_Фрагмент документа_.
Его раздражала «болезненность» современной поэзии. «Словно лазарет, пропитанный животными испарениями, микстурами и пластырями», – ворчал он. И хотя хвалил за «живительную свежесть» очередную порцию стихов К. Р., но ясно и прямо говорил ему, что надо следовать за чистой, безболезненной и блестящей сферой Баратынского и Пушкина.
В это время Фет писал свою биографию и искал объяснение своим недостаткам как поэта. С Константином он был откровенен: «… Совершенно явно, что в болезненности современной лирики виноваты Некрасов и я, Фет. Первый выучил всех проклинать, второй – грустить… Если тесная и грязная стезя, по которой пришлось пробираться Некрасову, может, независимо от прирожденного характера, помочь объяснить его озлобление, то постоянно гнетущие условия жизни в течение пятидесяти лет могут отчасти объяснить меланхолическое настроение Фета… Но там, где заговорил настоящий поэт, к счастью, совершенно свободный от пригнетающих условий, было бы странно ожидать болезненных звуков».
И Фет, не стесняясь, сказал Константину, что он, К. Р., по воле судьбы, счастливой судьбы, может свободно отдаться своему вдохновению – где «здравствует освежительная Кастальская струя!».
– Я прочитал ваше переложение «Страстного стиха». Однажды, проникнувшись подобно вам значением молитвы Господней, я переложил ее стихами и спросил мнения моего критика Владимира Соловьева, – говорил Фет. – Он ответил, что не сочувствует никаким стихотворным переделкам молитв, и даже знаменитому переложению Пушкина – «Отцы пустынники»… Я раз и навсегда с Соловьевым согласился. Когда-то и Лев Толстой выразил порицание моим стихам, заимствованным из иной области искусства, чем я иногда погрешаю. Толстой называл это «огонь от чужого огня», а задача художника – зажечь свой. И потом, заметьте, на нас более действует известная молитва. Знакомые слова ее напоминают знакомую лестницу, на которой стоит только изменить ступеньку, чтобы она уже не вознесла нас с обычной легкостью.
Так, или немного иначе, спорили два поэта, но тему религии затрагивали осторожно. При вхождении в нее чувствовали некое расхождение. И потому, «замедляя шаги», останавливались.
Когда уже не будет в живых Фета, выйдет книга Б. Садовского под названием «Озимь». В ней автор утверждает, что Фет был «убежденным атеистом». Это возмутило Анатолия Федоровича Кони.

_Исходные материалы_.

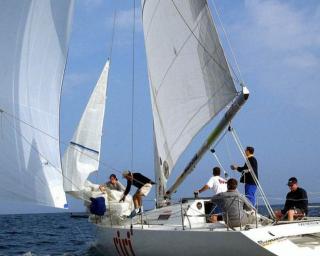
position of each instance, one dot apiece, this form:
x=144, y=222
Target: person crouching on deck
x=143, y=184
x=296, y=202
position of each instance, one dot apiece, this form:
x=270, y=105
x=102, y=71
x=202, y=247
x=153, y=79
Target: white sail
x=82, y=155
x=189, y=77
x=33, y=51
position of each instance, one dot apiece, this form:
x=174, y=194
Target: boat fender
x=97, y=206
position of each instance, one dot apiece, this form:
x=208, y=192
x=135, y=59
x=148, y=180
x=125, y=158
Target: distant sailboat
x=34, y=45
x=190, y=83
x=83, y=154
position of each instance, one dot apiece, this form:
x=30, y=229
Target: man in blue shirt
x=250, y=186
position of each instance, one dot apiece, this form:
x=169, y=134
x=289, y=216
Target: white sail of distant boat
x=189, y=77
x=82, y=155
x=190, y=83
x=34, y=45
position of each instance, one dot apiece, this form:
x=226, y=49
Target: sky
x=277, y=47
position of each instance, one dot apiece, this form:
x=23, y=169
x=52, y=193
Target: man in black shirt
x=143, y=184
x=250, y=186
x=296, y=201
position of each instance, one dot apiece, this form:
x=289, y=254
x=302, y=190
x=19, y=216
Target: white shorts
x=145, y=189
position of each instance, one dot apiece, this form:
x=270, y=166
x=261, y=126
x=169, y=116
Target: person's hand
x=102, y=188
x=234, y=167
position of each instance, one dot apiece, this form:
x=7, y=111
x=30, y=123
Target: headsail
x=33, y=51
x=189, y=77
x=82, y=155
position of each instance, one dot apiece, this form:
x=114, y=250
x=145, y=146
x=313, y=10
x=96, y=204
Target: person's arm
x=287, y=205
x=120, y=186
x=127, y=190
x=241, y=169
x=247, y=204
x=204, y=188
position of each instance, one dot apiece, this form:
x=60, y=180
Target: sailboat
x=190, y=83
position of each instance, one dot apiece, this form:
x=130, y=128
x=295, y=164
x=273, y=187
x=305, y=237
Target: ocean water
x=46, y=234
x=56, y=234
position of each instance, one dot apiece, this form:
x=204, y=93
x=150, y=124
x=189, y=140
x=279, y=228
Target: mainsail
x=82, y=155
x=189, y=77
x=33, y=51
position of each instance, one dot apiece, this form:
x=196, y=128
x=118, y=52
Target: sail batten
x=83, y=154
x=189, y=77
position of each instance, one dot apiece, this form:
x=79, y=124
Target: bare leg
x=290, y=215
x=136, y=201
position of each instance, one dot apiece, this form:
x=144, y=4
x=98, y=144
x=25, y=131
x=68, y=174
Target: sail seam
x=197, y=112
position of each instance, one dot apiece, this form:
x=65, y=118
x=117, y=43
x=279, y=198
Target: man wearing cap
x=216, y=183
x=296, y=201
x=112, y=184
x=236, y=208
x=250, y=186
x=143, y=184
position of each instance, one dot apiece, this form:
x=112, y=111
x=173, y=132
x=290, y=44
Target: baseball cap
x=125, y=173
x=292, y=180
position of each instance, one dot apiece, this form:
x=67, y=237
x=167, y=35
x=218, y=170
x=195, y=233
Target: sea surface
x=56, y=234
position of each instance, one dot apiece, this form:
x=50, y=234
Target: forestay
x=33, y=51
x=189, y=77
x=82, y=156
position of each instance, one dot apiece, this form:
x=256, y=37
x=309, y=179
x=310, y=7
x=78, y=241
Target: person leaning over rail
x=236, y=209
x=296, y=202
x=112, y=184
x=246, y=177
x=143, y=184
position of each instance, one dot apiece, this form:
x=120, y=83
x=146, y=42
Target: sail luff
x=83, y=154
x=189, y=77
x=33, y=52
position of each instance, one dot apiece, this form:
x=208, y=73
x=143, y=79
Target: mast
x=235, y=107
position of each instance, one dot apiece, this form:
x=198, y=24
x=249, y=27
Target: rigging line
x=237, y=140
x=192, y=34
x=175, y=142
x=133, y=70
x=200, y=43
x=229, y=44
x=226, y=175
x=43, y=156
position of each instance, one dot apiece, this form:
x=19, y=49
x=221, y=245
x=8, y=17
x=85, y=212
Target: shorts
x=145, y=189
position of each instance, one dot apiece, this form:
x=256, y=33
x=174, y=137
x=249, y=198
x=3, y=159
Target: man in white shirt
x=216, y=183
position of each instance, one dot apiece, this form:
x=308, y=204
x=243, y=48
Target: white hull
x=167, y=237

_Цель задания_. Переведите на английский язык предложение из фрагмента документа: «В это время Фет писал свою биографию и искал объяснение своим недостаткам как поэта».

_Ответ_. At that time Fet was writing his biography and searching for an explanation of his shortcomings as a poet.